= What you need to do =
In the article on Mexico's housing market and paint industry, by what percentage did the nationwide housing price index rise during 2020?

= Extract to read =
◆ ◆ ◆

Charles W. Thurston , Latin America Correspondent03.12.21
A warming demand for housing in Mexico is predicted to drive growth in the architectural segment of paint and coatings this year, aided in part by a Covid rebound in tourism and by increased government mortgage lending.
The recovery of the economy will bode well for the paint and coatings industry, which includes domestic production of roughly one billion liters (about 265 million gallons) per year. Winners in the Mexico paint manufacturing arena will include PPG-Comex, which dominates the national market.
Mexico’s housing market is becoming robust, relative to the recovering economy. The nationwide housing price index rose by 5.8 percent during 2020, according to the Sociedad Hipotecaria Federal (SHF), Mexico’s federal housing agency.
The SHF Housing Price index uses nominal values and asymmetry test that refers to the product of price and the number of indices that should produce the index.
The price index is created using fixed weights and the deflator is built using current prices to ensure that the prices and quantities are consistent, according to Moody’s credit rating agency.
In contrast to the more rapid housing demand increase, Mexico President Manuel Lopez Obrador predicts a 4.6 percent rise in economic activity this year, while financier Goldman Sachs predicts a 3.8 percent rise and credit risk analyst Moody’s predicts 3.5 percent growth.
The Mexican residential real estate market was valued at $31 billion in 2018, and it is projected to value $60 billion by 2025, with a compound average growth rate of more than 9.9 percent from 2019 to 2025, according to a recent Mordor Intelligence report.
Not only will overall housing investment rise, but the average value of a home is also rising. Fitch Ratings, in its December 2020 Global Housing and Mortgage Outlook said that “We are forecasting home price…growth in the U.S., Mexico, Brazil and Colombia, supported by improved economic prospects with wider vaccine availability later next year.”
Growing Middle Class Expands Housing Demand
The rising middle class in Mexico will help drive the demand for architectural segment products this year. The Gross Domestic Product per capita in Mexico was last recorded at $10,276 in 2019, according to the latest World Bank statistics.
The GDP per capita in Mexico is equivalent to 81 percent of the world’s average, the bank reports.
The middle class in Mexico was estimated to represent almost half of all households, numbering about 16 million in 2019. The group is expected to add 3.8 million more households by 2030, according to SHF.

◆ ◆ ◆

= Available data =
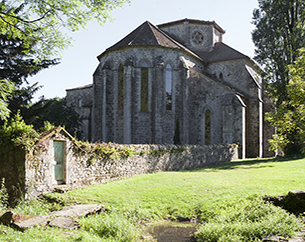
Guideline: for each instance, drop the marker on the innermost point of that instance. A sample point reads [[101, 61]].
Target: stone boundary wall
[[149, 159], [81, 170]]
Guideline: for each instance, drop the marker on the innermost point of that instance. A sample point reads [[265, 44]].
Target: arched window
[[168, 86], [121, 88], [220, 76], [207, 128], [144, 87]]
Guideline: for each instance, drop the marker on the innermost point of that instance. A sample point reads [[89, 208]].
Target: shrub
[[113, 227], [250, 222]]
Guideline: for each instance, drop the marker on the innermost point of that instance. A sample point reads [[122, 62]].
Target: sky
[[79, 61]]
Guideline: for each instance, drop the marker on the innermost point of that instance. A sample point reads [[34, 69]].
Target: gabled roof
[[193, 21], [146, 35], [79, 88], [221, 52]]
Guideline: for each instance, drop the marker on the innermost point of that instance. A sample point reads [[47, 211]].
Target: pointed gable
[[221, 52], [146, 35]]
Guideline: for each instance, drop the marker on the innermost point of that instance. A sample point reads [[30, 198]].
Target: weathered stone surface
[[34, 221], [64, 222], [78, 210]]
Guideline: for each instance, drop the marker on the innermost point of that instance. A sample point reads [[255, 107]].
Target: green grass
[[212, 195]]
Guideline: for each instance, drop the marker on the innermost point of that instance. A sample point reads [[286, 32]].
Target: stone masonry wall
[[80, 169]]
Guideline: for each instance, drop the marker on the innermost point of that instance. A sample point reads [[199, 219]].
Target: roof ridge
[[150, 26]]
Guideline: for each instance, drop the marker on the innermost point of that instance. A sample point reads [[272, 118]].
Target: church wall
[[185, 32], [157, 125], [235, 74], [207, 41], [206, 94], [81, 100]]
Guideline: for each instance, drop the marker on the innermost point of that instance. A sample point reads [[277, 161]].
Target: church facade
[[175, 83]]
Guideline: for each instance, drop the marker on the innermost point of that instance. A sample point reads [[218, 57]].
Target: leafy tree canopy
[[278, 35], [290, 117], [40, 23]]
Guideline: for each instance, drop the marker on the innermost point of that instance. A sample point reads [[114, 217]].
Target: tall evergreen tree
[[278, 35]]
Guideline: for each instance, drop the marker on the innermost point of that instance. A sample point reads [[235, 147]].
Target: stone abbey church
[[176, 82]]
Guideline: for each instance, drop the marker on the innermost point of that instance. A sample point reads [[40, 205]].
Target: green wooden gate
[[59, 159]]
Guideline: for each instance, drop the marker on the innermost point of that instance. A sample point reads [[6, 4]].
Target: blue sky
[[79, 61]]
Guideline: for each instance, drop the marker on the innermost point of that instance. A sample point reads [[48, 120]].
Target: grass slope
[[215, 194]]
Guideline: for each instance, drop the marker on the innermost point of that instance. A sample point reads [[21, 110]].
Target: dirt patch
[[169, 233]]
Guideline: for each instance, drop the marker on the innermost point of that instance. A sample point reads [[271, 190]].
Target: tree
[[6, 88], [39, 24], [290, 119], [278, 36], [16, 67], [56, 112], [15, 63]]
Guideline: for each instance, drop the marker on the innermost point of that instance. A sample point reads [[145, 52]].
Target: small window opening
[[207, 128], [121, 88], [144, 87], [168, 86]]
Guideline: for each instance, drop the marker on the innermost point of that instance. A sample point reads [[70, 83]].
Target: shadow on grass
[[248, 163]]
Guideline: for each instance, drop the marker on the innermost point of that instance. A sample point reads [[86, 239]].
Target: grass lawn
[[209, 194]]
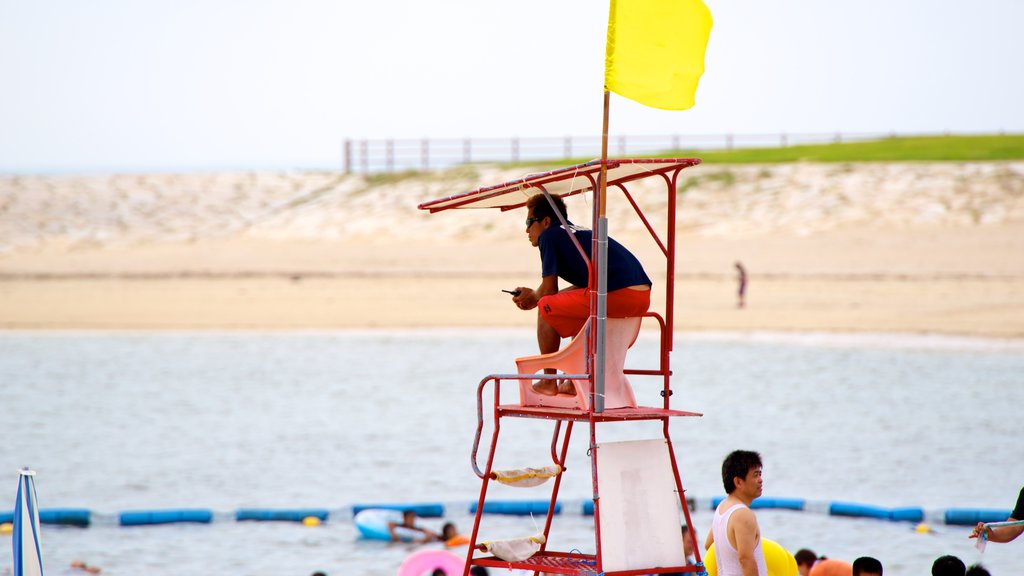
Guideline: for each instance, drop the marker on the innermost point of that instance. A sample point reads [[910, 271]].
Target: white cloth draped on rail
[[514, 549], [526, 478]]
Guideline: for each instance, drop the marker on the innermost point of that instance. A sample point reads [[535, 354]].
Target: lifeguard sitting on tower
[[561, 314]]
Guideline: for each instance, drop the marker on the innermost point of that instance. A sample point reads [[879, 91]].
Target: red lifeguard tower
[[633, 483]]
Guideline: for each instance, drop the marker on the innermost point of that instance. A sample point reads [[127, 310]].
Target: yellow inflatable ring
[[777, 559]]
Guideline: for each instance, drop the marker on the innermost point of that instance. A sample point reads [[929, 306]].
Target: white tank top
[[726, 557]]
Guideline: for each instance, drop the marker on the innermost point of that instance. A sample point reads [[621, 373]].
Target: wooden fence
[[393, 155]]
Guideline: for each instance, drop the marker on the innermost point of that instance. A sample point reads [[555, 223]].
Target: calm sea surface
[[127, 421]]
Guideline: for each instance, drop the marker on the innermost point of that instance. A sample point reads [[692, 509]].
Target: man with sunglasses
[[561, 314]]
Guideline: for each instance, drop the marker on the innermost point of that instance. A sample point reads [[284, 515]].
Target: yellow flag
[[655, 49]]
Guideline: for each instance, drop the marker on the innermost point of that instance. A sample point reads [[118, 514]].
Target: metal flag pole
[[601, 249]]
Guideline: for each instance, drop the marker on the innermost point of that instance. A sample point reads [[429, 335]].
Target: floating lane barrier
[[865, 510], [143, 518], [271, 515], [66, 517], [516, 507], [373, 524], [84, 518], [971, 517], [422, 509], [588, 505]]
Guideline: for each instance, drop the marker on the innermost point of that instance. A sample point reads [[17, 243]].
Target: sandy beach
[[922, 248]]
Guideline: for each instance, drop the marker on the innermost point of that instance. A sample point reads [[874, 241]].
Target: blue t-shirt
[[559, 256]]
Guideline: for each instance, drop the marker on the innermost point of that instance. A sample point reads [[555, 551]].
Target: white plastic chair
[[620, 334]]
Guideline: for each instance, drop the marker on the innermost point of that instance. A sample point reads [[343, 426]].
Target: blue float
[[279, 515], [971, 517], [65, 517], [143, 518], [428, 509], [516, 507]]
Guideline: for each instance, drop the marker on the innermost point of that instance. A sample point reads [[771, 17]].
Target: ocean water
[[135, 420]]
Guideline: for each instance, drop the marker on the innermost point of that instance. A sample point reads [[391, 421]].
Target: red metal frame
[[512, 195]]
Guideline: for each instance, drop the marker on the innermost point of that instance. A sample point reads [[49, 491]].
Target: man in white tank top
[[734, 530]]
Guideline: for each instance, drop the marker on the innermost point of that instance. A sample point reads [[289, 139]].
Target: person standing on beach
[[734, 527], [1004, 533], [740, 285], [561, 314]]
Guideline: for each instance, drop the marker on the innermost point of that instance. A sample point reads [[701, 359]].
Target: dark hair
[[978, 570], [948, 566], [736, 465], [866, 564], [542, 208], [805, 557]]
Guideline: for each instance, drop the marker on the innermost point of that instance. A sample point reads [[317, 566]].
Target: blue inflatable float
[[516, 507], [373, 524], [270, 515], [142, 518]]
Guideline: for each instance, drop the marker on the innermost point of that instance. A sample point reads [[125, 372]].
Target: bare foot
[[546, 387]]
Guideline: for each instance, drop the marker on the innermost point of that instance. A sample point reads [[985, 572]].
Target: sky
[[134, 85]]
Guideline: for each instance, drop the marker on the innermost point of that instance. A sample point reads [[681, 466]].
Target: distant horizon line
[[337, 165]]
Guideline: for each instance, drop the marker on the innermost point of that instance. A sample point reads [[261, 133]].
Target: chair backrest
[[620, 333]]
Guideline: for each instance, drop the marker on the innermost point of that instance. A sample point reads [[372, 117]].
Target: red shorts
[[567, 311]]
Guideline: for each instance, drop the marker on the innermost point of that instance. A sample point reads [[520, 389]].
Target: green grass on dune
[[934, 149], [921, 149]]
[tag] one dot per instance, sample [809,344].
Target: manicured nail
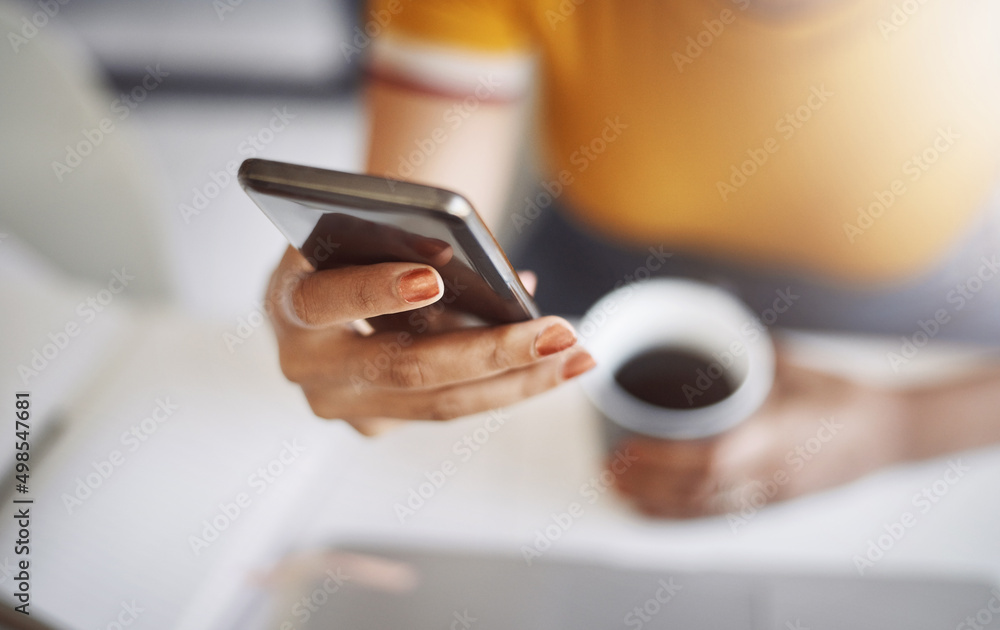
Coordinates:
[418,285]
[553,339]
[578,364]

◆ ◆ ◆

= Solution to this exercise =
5.8 percent, according to the Sociedad Hipotecaria Federal (SHF).